Start of Block
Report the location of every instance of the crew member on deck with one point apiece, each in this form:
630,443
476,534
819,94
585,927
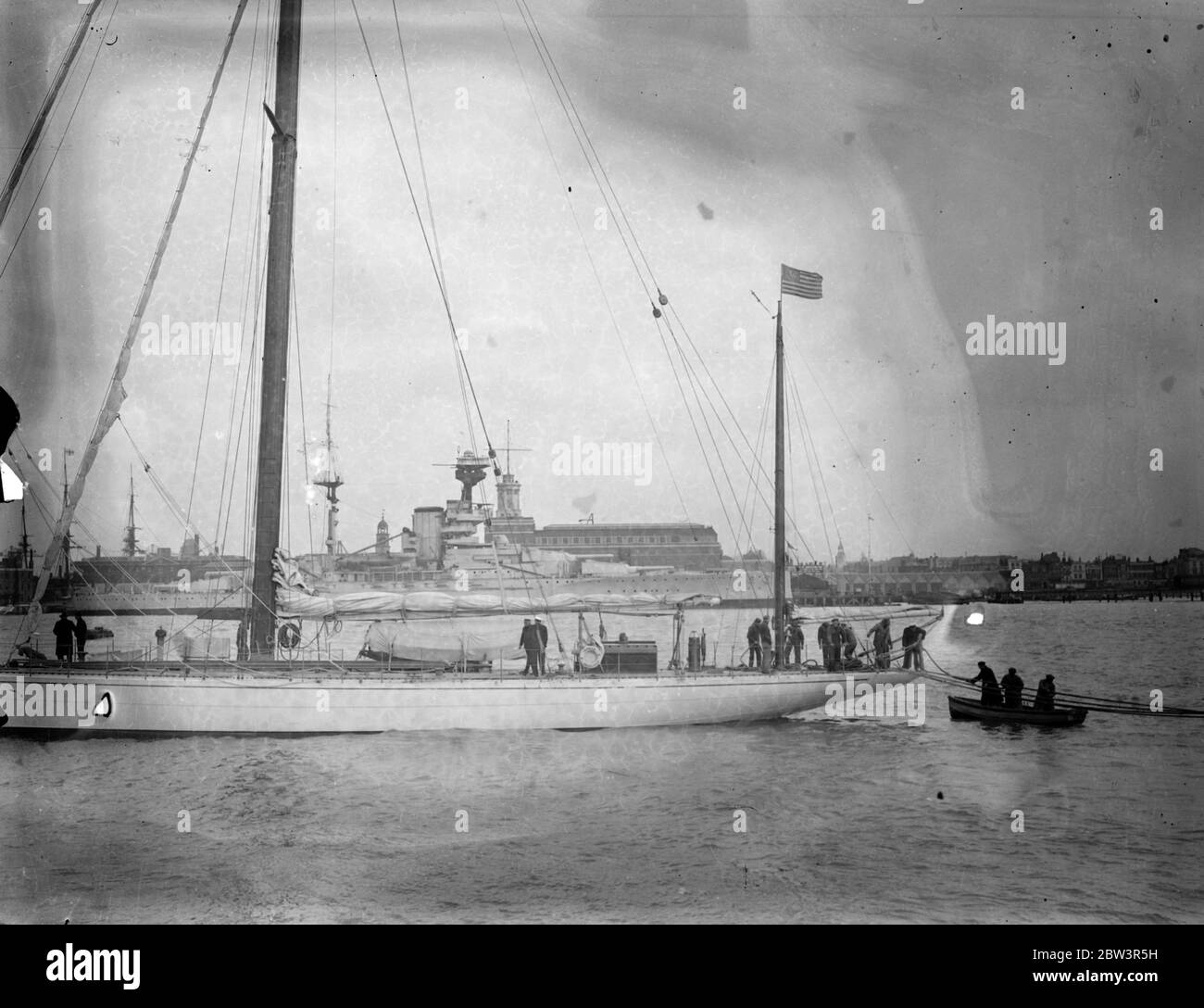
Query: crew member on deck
End of Block
## [What this task involves]
From the lines above, copy those that contain the word "member".

## [Solution]
Report the location of every instance of the crew member on deck with one point apiece, each in this form:
Query: crew member on deck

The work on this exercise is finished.